▶ **PASSAGE SHOWN**
● ● ●
State Minister of Post and Telecommunication
- In office 10 October 2001 – 23 May 2003

Member of Parliament for Kushtia-1
- In office 5 March 1991 – 12 December 2003
- Preceded by: Mohammad Korban Ali
- Succeeded by: Bachhu Mollah

Personal details
- Died: 12 December 2003 (aged 70) Dhaka, Bangladesh
- Party: Bangladesh Nationalist Party
- Children: Bachhu Mollah

= Ahsanul Haq Mollah =

Bangladeshi politician

Ahsanul Haq Mollah (known as Pancha Mollah; died 12 December 2003) was a Bangladesh Nationalist Party politician and a four-term Jatiya Sangsad member representing the Kushtia-1 constituency. He served as the state minister of post and telecommunication in the third Khaleda Zia cabinet during 2001–2003.

Suffering from liver cancer, Mollah was taken to Bumrungrad Hospital in Bangkok on 23 November 2003. He was later declared clinically dead and he died after his arrival in Dhaka on the way to Bangabandhu Sheikh Mujib Medical University. His son, Bachhu Mollah, was later elected in a by-election for the vacant position of Jatiya Sangsad membership representing the Kushtia-1 constituency.
● ● ●
▶ **DATA EXCERPTS**
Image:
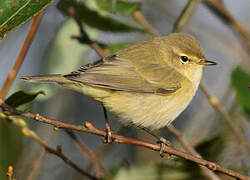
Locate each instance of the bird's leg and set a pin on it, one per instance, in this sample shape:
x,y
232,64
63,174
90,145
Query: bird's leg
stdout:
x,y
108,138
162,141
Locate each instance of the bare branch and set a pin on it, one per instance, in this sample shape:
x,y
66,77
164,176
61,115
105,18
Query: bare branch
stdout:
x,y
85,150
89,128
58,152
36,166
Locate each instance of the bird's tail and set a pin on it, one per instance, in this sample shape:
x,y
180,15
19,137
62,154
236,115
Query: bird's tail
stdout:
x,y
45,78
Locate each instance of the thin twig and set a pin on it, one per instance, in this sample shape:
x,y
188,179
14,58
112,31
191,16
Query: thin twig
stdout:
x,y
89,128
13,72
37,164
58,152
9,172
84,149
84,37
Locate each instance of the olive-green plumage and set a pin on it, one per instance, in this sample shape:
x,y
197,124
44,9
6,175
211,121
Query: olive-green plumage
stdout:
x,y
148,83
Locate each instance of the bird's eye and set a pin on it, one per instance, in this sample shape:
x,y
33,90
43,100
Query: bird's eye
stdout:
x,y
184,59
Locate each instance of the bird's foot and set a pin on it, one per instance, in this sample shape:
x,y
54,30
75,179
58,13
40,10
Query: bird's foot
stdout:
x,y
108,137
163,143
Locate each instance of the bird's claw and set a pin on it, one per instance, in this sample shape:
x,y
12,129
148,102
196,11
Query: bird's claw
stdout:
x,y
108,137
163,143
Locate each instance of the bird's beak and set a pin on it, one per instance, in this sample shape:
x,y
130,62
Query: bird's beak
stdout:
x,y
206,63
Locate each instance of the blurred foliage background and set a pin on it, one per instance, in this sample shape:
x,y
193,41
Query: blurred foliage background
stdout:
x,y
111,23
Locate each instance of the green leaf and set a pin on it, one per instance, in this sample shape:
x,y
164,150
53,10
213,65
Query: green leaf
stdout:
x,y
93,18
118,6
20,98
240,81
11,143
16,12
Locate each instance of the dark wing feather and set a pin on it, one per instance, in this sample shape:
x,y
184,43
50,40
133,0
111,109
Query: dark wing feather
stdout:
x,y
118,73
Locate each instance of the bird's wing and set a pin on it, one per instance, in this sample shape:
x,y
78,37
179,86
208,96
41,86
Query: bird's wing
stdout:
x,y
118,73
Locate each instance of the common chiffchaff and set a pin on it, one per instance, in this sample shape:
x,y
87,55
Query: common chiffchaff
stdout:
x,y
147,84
● ● ●
▶ **YOUR TASKS**
1. Summarize the Ahsanul Haq Mollah profile in two sentences.
2. Rewrite the Ahsanul Haq Mollah profile from "Ahsanul Haq Mollah (known" to "membership representing the Kushtia-1 constituency.", changing "Jatiya Sangsad" to "national parliament" wherever it occurs.
3. For each statement, say whether it agrees with the Ahsanul Haq Mollah profile, and quote the words that decide it. (a) Mollah was taken to a hospital in Bangkok in November 2003. (b) Mollah died in Bangkok. (c) Mohammad Korban Ali succeeded Mollah as Member of Parliament for Kushtia-1.

▶ **RESPONSES IN ORDER**
1. Ahsanul Haq Mollah was a Bangladesh Nationalist Party politician who served four terms in the Jatiya Sangsad for the Kushtia-1 constituency and was state minister of post and telecommunication in the third Khaleda Zia cabinet during 2001–2003. Suffering from liver cancer, he died on 12 December 2003, and his son, Bachhu Mollah, later won the by-election for his Kushtia-1 seat.

2.
Ahsanul Haq Mollah (known as Pancha Mollah; died 12 December 2003) was a Bangladesh Nationalist Party politician and a four-term national parliament member representing the Kushtia-1 constituency. He served as the state minister of post and telecommunication in the third Khaleda Zia cabinet during 2001–2003.

Suffering from liver cancer, Mollah was taken to Bumrungrad Hospital in Bangkok on 23 November 2003. He was later declared clinically dead and he died after his arrival in Dhaka on the way to Bangabandhu Sheikh Mujib Medical University. His son, Bachhu Mollah, was later elected in a by-election for the vacant position of national parliament membership representing the Kushtia-1 constituency.

3.
(a) Yes: "Mollah was taken to Bumrungrad Hospital in Bangkok on 23 November 2003."
(b) No: "he died after his arrival in Dhaka on the way to Bangabandhu Sheikh Mujib Medical University."
(c) No: "Preceded by: Mohammad Korban Ali" and "Succeeded by: Bachhu Mollah."